# EXERCISE DETAILS
Locate the line that contains "Category: throw pillow" in the entries below, then repeat it and every following line through the line that contains "Category: sofa", exactly, and no others.

Region pointing data:
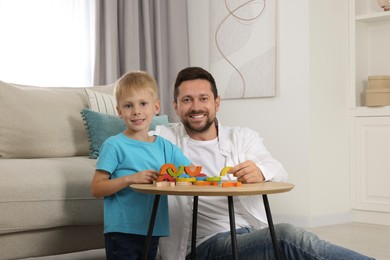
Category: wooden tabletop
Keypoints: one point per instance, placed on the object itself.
(194, 190)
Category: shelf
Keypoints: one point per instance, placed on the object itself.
(374, 17)
(371, 111)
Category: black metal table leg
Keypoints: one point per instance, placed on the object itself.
(232, 227)
(194, 225)
(271, 227)
(151, 226)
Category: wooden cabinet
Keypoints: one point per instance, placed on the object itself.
(369, 126)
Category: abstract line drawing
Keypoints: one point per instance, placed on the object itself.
(242, 51)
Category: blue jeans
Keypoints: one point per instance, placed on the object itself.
(295, 243)
(121, 246)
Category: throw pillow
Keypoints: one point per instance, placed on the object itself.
(100, 126)
(101, 102)
(43, 122)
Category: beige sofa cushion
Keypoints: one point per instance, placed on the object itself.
(47, 193)
(44, 122)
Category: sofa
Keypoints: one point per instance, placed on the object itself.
(48, 153)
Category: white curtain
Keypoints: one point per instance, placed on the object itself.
(148, 35)
(46, 42)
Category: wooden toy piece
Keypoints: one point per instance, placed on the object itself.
(165, 184)
(225, 170)
(203, 183)
(165, 177)
(176, 173)
(231, 184)
(183, 183)
(215, 178)
(193, 179)
(165, 167)
(194, 173)
(201, 177)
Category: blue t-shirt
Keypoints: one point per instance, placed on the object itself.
(128, 211)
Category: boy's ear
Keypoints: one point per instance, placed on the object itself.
(119, 112)
(157, 107)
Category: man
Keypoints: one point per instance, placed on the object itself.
(206, 142)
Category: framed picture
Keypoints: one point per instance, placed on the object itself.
(243, 47)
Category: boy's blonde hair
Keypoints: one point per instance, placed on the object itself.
(133, 82)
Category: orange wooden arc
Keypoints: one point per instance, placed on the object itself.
(194, 173)
(164, 169)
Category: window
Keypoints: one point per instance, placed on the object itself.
(46, 42)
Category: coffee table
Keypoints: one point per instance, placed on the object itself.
(263, 189)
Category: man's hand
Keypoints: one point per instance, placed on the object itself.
(247, 172)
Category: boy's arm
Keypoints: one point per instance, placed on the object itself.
(103, 186)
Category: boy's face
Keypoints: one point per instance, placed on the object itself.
(137, 110)
(195, 105)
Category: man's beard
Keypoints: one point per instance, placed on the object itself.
(201, 128)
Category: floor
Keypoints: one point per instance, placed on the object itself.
(371, 240)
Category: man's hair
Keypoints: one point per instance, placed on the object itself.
(133, 82)
(192, 73)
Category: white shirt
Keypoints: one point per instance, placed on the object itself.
(213, 212)
(236, 145)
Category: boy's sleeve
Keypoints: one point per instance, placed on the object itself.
(108, 160)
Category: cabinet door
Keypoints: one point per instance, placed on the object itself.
(371, 164)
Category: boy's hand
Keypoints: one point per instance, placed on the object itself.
(247, 172)
(142, 177)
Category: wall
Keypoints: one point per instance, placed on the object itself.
(305, 126)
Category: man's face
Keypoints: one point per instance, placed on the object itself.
(195, 105)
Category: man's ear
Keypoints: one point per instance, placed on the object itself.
(217, 103)
(174, 103)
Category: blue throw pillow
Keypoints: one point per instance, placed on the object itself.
(100, 126)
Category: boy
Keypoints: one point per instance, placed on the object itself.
(128, 158)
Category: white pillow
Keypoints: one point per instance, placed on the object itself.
(101, 102)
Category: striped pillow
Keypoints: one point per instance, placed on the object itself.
(101, 102)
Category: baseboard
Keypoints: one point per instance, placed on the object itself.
(314, 221)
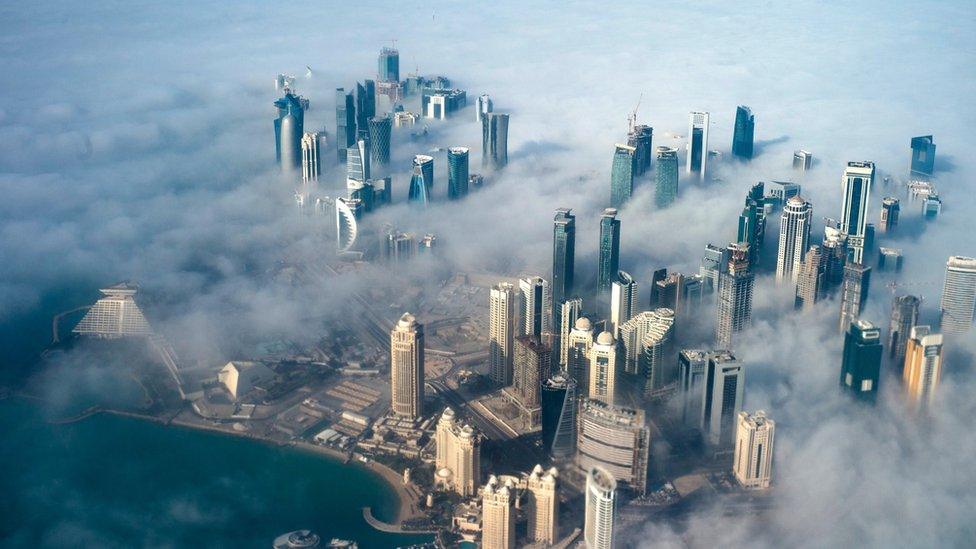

# REPLY
Category: throw pillow
Keypoints: one point per instance, placed on the object itself.
(100, 126)
(101, 102)
(43, 122)
Category: beige sofa cushion
Keypoints: one point per instance, placed on the object itself.
(47, 193)
(44, 122)
Category: sofa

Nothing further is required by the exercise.